# WHAT TO PRODUCE:
Find the line that contains "velvet dress as a single marker per instance.". Repeat that line and all lines following it, exactly, through the end of the listing below.
━━━━━ SOURCE DATA
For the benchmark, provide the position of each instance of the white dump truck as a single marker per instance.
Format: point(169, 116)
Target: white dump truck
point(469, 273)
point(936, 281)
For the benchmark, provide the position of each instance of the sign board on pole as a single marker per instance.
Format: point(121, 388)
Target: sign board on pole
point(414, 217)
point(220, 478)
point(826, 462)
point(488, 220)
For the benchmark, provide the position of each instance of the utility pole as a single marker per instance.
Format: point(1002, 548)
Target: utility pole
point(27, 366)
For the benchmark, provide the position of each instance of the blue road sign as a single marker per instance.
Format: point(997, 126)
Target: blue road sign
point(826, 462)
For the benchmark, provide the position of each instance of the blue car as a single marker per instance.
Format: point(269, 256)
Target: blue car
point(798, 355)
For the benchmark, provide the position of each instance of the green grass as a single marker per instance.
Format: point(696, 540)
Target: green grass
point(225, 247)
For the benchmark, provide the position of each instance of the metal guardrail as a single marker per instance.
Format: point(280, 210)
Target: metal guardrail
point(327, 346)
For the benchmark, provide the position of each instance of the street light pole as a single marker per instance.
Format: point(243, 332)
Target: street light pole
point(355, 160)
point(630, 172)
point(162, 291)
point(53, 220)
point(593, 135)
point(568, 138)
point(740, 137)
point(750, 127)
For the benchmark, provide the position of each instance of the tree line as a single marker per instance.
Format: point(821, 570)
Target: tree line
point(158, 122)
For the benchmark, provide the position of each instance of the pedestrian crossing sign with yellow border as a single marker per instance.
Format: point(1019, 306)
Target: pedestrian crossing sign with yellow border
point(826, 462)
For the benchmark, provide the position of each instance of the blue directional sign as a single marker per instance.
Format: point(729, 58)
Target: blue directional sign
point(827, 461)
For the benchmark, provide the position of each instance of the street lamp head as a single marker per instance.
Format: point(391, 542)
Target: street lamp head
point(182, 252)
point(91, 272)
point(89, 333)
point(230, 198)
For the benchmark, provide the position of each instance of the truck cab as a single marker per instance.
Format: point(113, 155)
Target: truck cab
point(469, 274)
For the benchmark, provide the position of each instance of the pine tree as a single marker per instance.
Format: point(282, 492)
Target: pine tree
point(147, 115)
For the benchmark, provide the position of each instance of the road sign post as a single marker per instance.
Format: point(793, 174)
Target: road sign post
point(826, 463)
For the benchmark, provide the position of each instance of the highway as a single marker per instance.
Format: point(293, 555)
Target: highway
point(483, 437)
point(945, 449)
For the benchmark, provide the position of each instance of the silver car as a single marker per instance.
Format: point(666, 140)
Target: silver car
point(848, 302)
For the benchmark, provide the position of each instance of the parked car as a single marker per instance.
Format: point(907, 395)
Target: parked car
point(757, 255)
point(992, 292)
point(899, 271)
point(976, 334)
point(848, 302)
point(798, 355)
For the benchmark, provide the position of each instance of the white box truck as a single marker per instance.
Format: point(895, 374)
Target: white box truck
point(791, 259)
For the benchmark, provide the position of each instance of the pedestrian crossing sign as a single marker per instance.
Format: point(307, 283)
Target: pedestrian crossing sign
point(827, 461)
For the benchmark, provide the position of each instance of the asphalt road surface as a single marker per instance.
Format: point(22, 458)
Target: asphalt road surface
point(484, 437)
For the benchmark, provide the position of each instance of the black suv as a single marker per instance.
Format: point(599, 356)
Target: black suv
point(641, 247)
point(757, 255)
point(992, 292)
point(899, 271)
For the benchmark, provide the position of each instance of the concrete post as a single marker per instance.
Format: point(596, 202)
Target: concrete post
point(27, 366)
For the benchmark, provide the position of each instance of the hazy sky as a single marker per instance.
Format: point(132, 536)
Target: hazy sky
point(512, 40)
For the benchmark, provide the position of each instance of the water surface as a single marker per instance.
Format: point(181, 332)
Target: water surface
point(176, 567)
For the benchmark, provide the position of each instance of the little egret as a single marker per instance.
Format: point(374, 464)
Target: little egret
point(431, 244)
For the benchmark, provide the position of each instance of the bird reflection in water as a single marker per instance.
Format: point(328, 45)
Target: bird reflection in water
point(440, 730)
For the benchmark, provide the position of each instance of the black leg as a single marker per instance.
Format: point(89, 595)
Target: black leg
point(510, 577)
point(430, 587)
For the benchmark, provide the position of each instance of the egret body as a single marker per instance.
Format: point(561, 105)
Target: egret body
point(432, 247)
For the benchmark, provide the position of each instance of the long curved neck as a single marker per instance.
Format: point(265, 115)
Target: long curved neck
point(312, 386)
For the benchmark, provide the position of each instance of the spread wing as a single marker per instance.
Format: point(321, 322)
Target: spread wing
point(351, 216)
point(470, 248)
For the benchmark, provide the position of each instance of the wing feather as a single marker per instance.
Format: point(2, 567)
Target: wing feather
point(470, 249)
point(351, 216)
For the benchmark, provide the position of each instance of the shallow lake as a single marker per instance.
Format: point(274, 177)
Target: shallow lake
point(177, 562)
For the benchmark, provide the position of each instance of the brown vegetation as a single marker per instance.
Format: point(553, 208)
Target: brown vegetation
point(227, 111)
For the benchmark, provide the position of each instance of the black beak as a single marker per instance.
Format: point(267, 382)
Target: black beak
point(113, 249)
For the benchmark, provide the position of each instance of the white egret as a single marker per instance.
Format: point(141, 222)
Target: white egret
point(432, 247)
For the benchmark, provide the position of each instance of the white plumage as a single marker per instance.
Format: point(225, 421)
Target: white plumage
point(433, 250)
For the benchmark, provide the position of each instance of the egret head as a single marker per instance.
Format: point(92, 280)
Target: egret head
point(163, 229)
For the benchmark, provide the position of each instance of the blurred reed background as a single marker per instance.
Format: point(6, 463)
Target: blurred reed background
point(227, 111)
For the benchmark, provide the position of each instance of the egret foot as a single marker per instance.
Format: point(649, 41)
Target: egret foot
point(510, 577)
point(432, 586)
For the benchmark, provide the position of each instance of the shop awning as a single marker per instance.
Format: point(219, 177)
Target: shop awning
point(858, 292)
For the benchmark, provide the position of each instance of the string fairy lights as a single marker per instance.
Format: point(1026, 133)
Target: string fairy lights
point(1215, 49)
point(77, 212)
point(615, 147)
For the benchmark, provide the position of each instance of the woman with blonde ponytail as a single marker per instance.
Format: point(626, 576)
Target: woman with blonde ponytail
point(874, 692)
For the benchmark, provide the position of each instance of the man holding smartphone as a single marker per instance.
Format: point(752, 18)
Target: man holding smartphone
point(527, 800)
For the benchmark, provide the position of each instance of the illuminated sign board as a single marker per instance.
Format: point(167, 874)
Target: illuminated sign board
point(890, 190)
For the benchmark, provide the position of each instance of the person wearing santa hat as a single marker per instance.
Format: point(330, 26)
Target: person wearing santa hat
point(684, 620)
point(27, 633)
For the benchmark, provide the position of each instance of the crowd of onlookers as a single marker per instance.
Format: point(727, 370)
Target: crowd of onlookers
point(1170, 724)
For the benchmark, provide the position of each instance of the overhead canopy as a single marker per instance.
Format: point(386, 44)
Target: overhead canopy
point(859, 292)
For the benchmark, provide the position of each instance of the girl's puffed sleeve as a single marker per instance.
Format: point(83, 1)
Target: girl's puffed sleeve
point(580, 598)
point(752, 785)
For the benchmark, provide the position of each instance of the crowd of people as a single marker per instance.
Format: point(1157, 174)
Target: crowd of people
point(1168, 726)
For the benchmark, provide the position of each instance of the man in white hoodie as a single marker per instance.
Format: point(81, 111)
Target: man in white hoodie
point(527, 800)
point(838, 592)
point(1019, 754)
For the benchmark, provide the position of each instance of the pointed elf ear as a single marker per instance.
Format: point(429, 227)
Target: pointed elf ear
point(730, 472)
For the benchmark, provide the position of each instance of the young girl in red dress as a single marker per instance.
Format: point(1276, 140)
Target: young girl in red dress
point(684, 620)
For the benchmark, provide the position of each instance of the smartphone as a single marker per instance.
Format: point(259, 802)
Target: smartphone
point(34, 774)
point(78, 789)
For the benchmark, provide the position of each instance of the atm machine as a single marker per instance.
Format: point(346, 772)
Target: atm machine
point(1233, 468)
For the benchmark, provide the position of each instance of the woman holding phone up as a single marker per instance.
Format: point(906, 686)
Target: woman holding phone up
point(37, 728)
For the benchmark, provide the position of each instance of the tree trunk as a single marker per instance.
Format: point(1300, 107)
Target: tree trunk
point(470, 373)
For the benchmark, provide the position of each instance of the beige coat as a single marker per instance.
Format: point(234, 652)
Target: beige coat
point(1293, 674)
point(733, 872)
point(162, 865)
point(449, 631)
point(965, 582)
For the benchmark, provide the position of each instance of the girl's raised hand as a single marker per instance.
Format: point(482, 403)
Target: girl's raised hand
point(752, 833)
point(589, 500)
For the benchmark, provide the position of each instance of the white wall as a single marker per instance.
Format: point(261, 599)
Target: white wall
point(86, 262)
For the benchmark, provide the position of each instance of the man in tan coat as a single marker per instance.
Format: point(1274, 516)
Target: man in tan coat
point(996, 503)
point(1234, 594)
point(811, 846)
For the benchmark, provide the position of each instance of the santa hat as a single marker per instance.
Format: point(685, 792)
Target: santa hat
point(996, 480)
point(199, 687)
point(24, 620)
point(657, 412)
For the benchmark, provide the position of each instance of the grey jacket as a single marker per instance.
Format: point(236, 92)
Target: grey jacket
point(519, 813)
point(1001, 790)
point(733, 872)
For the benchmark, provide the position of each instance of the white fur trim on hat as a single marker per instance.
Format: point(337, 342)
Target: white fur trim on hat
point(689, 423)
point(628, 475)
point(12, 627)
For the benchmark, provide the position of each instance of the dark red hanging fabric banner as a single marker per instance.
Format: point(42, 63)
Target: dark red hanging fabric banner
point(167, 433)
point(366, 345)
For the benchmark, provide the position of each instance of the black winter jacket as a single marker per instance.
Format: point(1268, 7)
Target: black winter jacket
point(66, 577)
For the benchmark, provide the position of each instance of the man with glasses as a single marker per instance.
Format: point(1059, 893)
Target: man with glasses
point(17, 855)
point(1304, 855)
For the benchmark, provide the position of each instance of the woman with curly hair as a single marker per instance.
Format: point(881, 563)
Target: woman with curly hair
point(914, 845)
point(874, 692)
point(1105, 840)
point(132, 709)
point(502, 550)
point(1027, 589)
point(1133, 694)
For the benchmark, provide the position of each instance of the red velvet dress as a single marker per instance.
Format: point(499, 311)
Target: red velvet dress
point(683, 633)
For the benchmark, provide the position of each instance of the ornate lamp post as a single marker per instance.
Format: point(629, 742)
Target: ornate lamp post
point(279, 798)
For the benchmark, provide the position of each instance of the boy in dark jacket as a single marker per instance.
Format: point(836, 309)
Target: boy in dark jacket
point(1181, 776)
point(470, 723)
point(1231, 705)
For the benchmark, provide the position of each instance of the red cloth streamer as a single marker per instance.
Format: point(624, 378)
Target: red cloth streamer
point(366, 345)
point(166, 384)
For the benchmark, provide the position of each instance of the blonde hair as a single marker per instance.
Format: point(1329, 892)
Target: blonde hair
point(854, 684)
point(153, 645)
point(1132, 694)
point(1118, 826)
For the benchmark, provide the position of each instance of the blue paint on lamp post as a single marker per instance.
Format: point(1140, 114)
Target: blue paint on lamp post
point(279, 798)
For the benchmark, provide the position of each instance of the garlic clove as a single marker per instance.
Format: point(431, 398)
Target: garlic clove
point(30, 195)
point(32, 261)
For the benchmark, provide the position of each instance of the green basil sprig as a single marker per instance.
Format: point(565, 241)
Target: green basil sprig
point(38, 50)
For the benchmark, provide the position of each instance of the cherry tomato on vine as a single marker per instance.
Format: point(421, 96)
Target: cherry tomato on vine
━━━━━━━━━━
# ANSWER FOR THE TASK:
For the benchmark, provide the position of each instance of the red velvet dress as a single marker per instance.
Format: point(499, 311)
Target: red velvet dress
point(683, 633)
For the benchmark, provide the position of each instance of the ornate lamp post as a single marker per instance.
Format: point(629, 742)
Target: ornate lamp post
point(279, 798)
For the benchmark, provide the position of each instance of the boy in dark jacket as a single marker per instance.
Format: point(836, 309)
Target: boy in dark jacket
point(1181, 776)
point(470, 723)
point(1231, 705)
For the benchmark, provide the position of each instance of the red cloth streamer as a single marker per instance.
Format: point(624, 378)
Target: red cloth streamer
point(366, 345)
point(166, 384)
For the benchmark, provide the position of each instance of the blonde hair as a single marker per instance.
Format: point(1329, 892)
Target: blonde hair
point(854, 684)
point(153, 645)
point(1132, 694)
point(1118, 826)
For the benchmark, provide the position of each instance of the blue paint on lamp post as a single marker per instance.
Format: point(1140, 114)
Target: blue paint on lamp post
point(279, 798)
For the benchmark, provide the position of each instance of the garlic clove as a single marker per instance.
Format: point(431, 398)
Target: garlic clove
point(30, 195)
point(32, 261)
For the benchmark, provide the position of each instance of the green basil sprig as a single marker per instance.
Format: point(565, 241)
Target: green basil sprig
point(38, 50)
For the benchmark, provide the position of each instance of the cherry tomato on vine as a single marker per instance.
Format: point(421, 96)
Target: cherry tomato on vine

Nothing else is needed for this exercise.